Texte fourni >>
· · · ·
Hommage à David Bowie (proposé par Bertrand Belin), conférence sur la transe donnée par la philosophe Agnès Gayrault (invitée par Rodolphe Burger), installation in situ en ouverture du site réalisée par l’artiste Noémie Goudal (conviée par Chloé, en partenariat avec le FRAC Normandie Rouen)… En confiant sa programmation à des artistes, le Rush gagne en événements inattendus et propositions insolites qui auraient plus de mal à trouver leur place dans des formats classiques de festivals. Chaque artiste-curateur se produit d’ailleurs lui-même plusieurs fois pendant le weekend, en déclinant les propositions. Chloé aura ainsi offert le live de son dernier album Endless Revisions (porté par une scénographie signée du collectif Scale), mais aussi un DJ set et un live partagé avec Vassilena Serafimova, joueuse de marimba bulgare.
· · · ·
Exercice 1 >> D'après le texte sur le Rush, quel collectif a signé la scénographie du live de l'album Endless Revisions ?
Exercice 2 >> Recopiez fidèlement le passage du texte sur le Rush qui va de « Hommage à David » jusqu'à « de marimba bulgare. » inclus.

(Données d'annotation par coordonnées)
· · · ·
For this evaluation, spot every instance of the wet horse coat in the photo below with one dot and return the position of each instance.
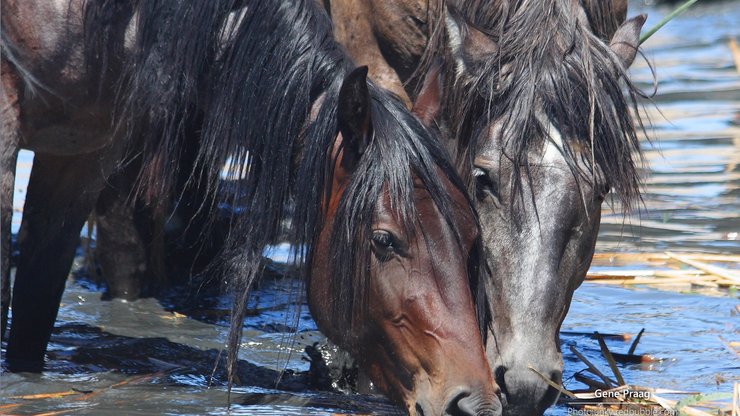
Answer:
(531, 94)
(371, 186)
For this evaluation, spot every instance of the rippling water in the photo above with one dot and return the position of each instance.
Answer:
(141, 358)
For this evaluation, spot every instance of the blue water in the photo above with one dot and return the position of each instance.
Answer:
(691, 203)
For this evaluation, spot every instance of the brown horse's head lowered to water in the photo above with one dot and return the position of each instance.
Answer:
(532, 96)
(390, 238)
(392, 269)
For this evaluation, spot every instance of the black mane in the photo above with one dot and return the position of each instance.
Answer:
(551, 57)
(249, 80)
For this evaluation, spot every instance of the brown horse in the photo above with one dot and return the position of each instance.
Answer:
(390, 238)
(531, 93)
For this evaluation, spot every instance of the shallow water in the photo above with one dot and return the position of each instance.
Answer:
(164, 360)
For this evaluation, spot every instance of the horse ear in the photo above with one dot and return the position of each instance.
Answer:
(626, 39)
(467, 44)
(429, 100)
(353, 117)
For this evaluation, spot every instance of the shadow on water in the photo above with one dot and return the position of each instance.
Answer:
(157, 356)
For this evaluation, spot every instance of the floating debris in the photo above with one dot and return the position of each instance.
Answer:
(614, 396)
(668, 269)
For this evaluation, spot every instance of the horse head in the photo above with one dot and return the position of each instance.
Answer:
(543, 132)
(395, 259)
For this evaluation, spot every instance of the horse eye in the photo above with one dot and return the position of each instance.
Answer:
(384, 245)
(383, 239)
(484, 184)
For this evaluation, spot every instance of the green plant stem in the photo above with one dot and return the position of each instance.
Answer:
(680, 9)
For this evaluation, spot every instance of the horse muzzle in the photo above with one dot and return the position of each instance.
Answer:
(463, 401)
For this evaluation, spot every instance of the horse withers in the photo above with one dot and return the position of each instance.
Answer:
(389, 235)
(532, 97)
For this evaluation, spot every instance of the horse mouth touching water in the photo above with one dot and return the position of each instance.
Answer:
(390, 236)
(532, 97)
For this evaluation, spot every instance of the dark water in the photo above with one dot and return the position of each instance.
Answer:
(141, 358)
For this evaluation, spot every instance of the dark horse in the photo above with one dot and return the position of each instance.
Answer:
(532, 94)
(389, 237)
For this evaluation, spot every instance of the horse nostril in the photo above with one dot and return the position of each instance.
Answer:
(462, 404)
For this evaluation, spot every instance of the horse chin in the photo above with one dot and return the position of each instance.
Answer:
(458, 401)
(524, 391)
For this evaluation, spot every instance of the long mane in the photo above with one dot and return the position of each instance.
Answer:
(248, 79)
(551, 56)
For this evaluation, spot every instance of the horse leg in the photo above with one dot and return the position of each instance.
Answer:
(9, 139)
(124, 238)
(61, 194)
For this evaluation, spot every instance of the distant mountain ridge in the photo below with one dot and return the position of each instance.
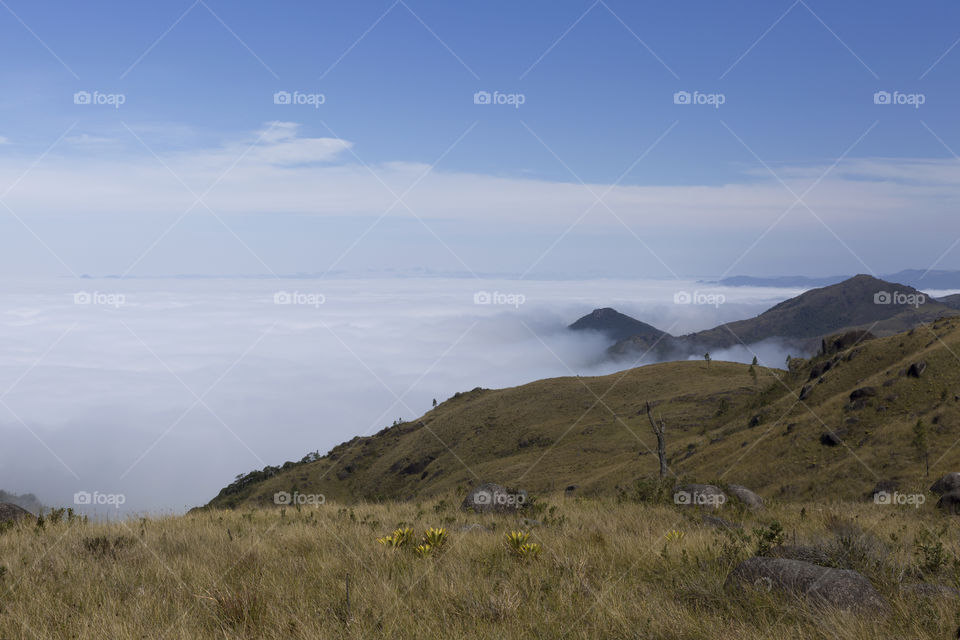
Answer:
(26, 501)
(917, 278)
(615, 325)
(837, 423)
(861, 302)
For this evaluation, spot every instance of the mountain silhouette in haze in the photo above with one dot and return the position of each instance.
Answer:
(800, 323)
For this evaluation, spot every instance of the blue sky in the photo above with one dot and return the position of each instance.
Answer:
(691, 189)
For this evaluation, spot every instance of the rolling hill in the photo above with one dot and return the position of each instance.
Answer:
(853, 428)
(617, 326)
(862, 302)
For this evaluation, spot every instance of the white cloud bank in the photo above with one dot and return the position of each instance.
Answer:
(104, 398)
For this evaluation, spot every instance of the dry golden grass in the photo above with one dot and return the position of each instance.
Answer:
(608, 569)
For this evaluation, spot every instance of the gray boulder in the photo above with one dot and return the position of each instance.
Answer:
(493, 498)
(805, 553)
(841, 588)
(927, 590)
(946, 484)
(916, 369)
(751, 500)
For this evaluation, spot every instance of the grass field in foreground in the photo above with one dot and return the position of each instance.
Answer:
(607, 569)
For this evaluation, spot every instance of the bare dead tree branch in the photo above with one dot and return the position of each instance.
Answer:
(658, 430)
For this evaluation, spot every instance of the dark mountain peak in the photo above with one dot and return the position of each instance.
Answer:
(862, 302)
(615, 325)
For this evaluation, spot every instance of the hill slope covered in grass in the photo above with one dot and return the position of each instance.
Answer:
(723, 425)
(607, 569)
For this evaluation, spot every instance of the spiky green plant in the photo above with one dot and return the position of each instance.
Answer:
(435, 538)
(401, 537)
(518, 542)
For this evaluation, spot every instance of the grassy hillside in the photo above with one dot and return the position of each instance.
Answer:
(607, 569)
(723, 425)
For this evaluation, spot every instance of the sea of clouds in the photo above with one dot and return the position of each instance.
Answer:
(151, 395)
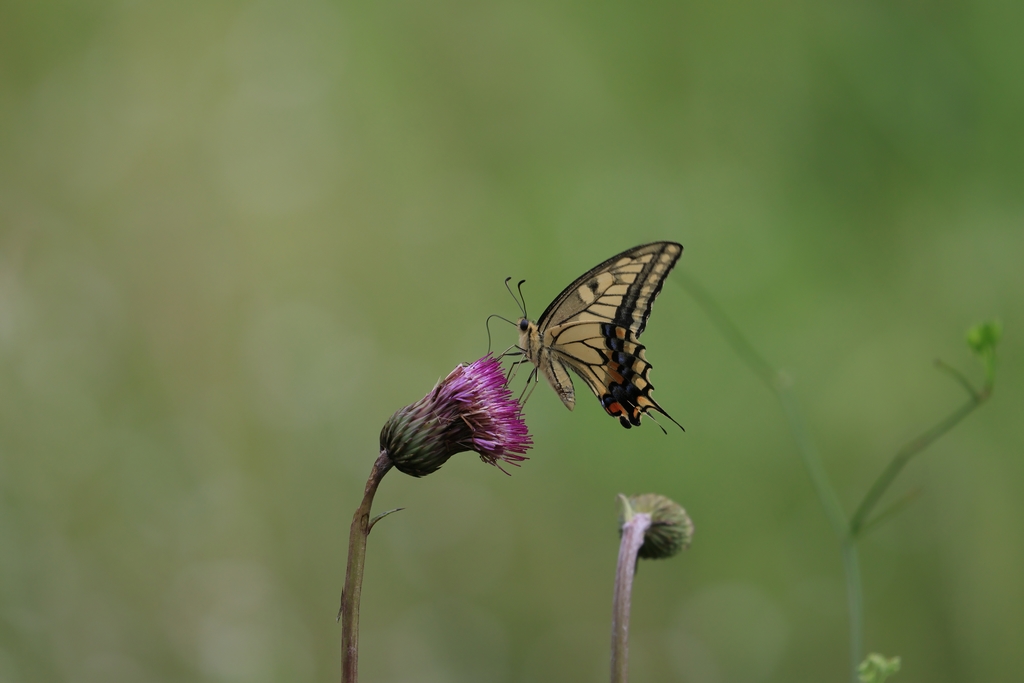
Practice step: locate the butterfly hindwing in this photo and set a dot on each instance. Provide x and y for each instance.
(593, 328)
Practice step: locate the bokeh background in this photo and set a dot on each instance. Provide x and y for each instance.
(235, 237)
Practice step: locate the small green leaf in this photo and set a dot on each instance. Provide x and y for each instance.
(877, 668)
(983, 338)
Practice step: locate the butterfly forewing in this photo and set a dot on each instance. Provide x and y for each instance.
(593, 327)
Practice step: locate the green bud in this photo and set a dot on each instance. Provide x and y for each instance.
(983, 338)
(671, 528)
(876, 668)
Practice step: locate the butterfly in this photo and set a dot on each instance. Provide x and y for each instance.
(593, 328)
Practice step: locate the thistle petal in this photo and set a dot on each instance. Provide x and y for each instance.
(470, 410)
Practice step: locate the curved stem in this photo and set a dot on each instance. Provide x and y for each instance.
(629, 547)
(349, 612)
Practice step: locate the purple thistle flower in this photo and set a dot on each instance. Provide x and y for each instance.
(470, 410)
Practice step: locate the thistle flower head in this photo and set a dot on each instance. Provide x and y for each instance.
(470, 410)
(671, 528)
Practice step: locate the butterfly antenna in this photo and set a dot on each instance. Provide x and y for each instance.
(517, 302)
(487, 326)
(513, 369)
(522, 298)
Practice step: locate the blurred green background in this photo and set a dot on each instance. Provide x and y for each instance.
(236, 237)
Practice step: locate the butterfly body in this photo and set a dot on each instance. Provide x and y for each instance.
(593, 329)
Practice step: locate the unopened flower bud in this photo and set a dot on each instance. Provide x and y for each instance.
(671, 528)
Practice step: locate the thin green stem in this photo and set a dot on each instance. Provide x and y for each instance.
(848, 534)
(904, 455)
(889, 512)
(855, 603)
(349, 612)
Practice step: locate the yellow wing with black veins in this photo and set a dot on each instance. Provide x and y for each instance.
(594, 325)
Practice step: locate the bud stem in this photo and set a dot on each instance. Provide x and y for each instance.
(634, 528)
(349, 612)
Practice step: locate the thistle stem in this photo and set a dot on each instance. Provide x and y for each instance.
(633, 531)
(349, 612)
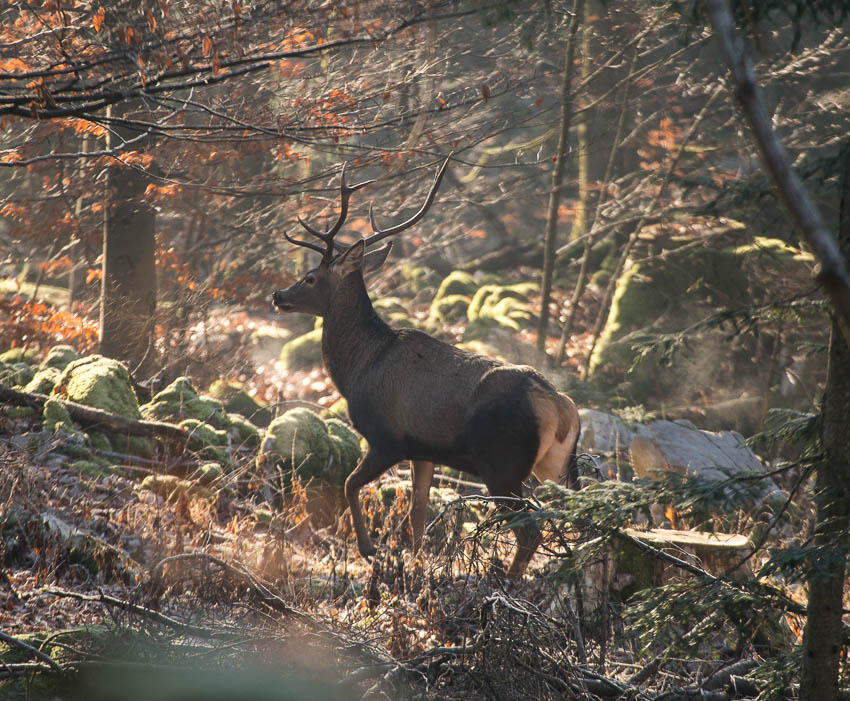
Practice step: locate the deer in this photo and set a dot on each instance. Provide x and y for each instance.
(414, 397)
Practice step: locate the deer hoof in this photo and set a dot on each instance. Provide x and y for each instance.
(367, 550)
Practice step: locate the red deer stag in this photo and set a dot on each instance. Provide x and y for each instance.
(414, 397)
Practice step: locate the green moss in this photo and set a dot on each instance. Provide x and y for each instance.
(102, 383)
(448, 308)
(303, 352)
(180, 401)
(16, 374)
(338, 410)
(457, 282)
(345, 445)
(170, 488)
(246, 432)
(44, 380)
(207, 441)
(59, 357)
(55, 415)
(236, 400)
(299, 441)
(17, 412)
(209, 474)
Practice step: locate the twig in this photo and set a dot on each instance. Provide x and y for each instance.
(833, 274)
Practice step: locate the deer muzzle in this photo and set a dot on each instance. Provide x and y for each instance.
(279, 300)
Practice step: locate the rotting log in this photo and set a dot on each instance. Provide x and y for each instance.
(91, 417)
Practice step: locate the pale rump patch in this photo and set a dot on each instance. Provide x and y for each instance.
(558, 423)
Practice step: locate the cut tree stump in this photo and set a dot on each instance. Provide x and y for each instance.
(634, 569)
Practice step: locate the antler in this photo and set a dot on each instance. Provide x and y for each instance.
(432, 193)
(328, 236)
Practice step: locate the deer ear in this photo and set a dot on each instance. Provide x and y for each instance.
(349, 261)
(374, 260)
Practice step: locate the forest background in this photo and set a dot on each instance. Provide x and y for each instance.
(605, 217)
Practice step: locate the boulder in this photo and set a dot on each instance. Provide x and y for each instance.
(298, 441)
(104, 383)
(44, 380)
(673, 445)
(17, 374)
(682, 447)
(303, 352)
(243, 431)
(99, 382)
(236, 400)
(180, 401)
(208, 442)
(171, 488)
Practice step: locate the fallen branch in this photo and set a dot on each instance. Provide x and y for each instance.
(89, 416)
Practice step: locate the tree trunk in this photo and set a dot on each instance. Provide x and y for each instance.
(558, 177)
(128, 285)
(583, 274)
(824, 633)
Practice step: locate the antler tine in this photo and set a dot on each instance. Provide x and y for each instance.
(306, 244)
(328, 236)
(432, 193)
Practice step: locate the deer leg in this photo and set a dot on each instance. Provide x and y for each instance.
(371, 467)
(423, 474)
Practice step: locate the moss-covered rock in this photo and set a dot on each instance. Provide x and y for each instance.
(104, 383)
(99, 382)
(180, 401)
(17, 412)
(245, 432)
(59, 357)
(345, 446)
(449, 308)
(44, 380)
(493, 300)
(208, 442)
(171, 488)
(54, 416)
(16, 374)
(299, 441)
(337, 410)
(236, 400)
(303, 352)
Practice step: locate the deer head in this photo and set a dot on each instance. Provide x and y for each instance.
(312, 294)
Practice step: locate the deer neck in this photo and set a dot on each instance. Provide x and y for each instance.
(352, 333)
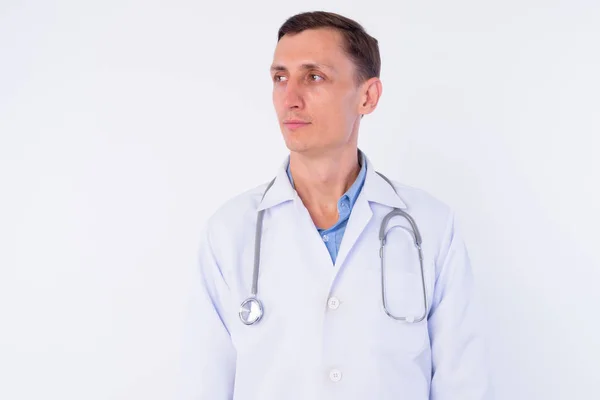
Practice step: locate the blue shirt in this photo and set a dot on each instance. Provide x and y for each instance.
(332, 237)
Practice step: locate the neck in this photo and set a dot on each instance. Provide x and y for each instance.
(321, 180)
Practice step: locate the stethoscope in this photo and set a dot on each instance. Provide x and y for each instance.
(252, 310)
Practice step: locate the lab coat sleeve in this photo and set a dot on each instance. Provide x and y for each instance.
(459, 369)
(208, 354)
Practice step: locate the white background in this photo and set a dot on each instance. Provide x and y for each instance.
· · · ·
Réponse attendue 1 >> Le collectif Scale.

Réponse attendue 2 >>
Hommage à David Bowie (proposé par Bertrand Belin), conférence sur la transe donnée par la philosophe Agnès Gayrault (invitée par Rodolphe Burger), installation in situ en ouverture du site réalisée par l’artiste Noémie Goudal (conviée par Chloé, en partenariat avec le FRAC Normandie Rouen)… En confiant sa programmation à des artistes, le Rush gagne en événements inattendus et propositions insolites qui auraient plus de mal à trouver leur place dans des formats classiques de festivals. Chaque artiste-curateur se produit d’ailleurs lui-même plusieurs fois pendant le weekend, en déclinant les propositions. Chloé aura ainsi offert le live de son dernier album Endless Revisions (porté par une scénographie signée du collectif Scale), mais aussi un DJ set et un live partagé avec Vassilena Serafimova, joueuse de marimba bulgare.